● YOUR ASSIGNMENT: Every line below should come back exactly as written, though the pictures stay out.

(Saved entries)
----

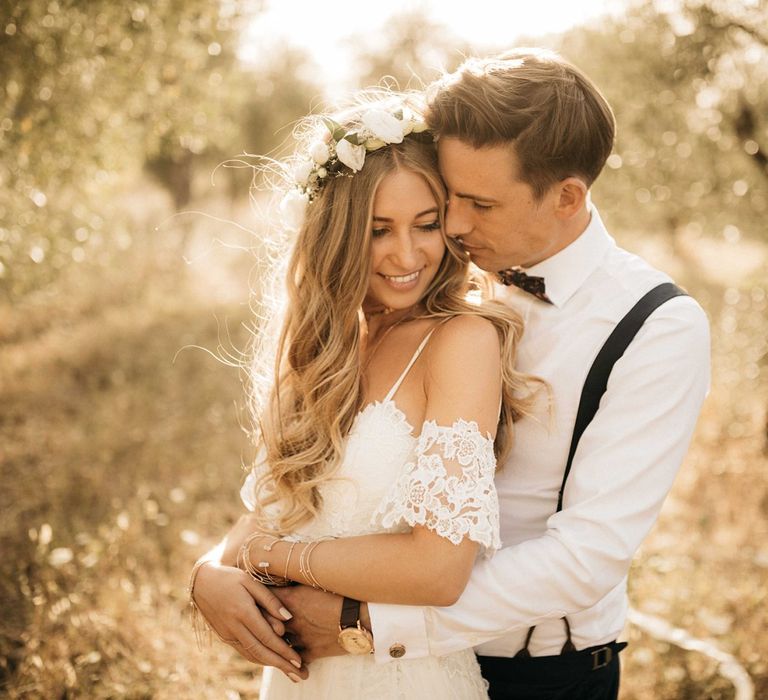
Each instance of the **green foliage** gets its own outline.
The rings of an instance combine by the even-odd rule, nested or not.
[[[616,228],[669,236],[762,237],[768,170],[768,10],[641,2],[567,33],[557,48],[606,94],[618,121],[595,188]],[[745,122],[747,123],[745,126]],[[763,140],[763,146],[758,141]]]
[[[232,140],[244,14],[229,0],[2,4],[0,283],[20,291],[112,235],[100,203],[145,157]]]
[[[108,203],[143,167],[180,209],[198,170],[272,148],[307,110],[300,52],[237,60],[245,0],[0,7],[0,295],[113,264],[136,232]]]

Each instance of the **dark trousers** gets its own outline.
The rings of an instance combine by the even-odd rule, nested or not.
[[[622,645],[623,647],[623,645]],[[592,670],[591,649],[561,656],[478,656],[491,700],[617,700],[619,655]],[[583,664],[574,663],[578,655]],[[569,658],[571,657],[571,658]],[[566,659],[564,662],[563,659]]]

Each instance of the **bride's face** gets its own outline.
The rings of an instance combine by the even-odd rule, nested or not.
[[[429,288],[445,254],[438,203],[419,174],[396,170],[373,201],[366,305],[407,309]]]

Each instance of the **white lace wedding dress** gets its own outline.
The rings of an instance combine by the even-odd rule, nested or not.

----

● ANSWER SPACE:
Each instance of the **green foliage** gets its own outline.
The rings of an instance combine by the even-odd rule, nested or not.
[[[616,228],[669,236],[762,237],[768,170],[768,10],[641,2],[567,33],[557,48],[606,94],[618,121],[595,188]],[[745,122],[747,123],[745,126]],[[763,140],[763,146],[758,141]]]
[[[232,140],[244,14],[229,0],[2,4],[0,283],[20,291],[112,235],[100,203],[145,157]]]
[[[108,203],[143,167],[180,209],[198,170],[272,148],[307,110],[300,52],[237,60],[245,0],[0,7],[0,295],[113,264],[136,232]]]

Each instance of the **dark trousers** gets its own outline.
The rings of an instance combine by the even-odd rule, nested or not.
[[[622,645],[623,647],[623,645]],[[592,670],[591,649],[561,656],[478,656],[491,700],[617,700],[619,655]],[[583,664],[574,663],[578,655]],[[569,658],[571,657],[571,658]],[[566,659],[564,662],[563,659]]]

Each instance of the **bride's face** gets its own outline.
The rings of an instance combine by the even-odd rule, nested or not.
[[[429,288],[445,254],[438,203],[419,174],[396,170],[373,201],[366,305],[407,309]]]

Each instance of the **white lace wedding dress** gets its own outline.
The rings of an instance combine by the even-odd rule, nested or not.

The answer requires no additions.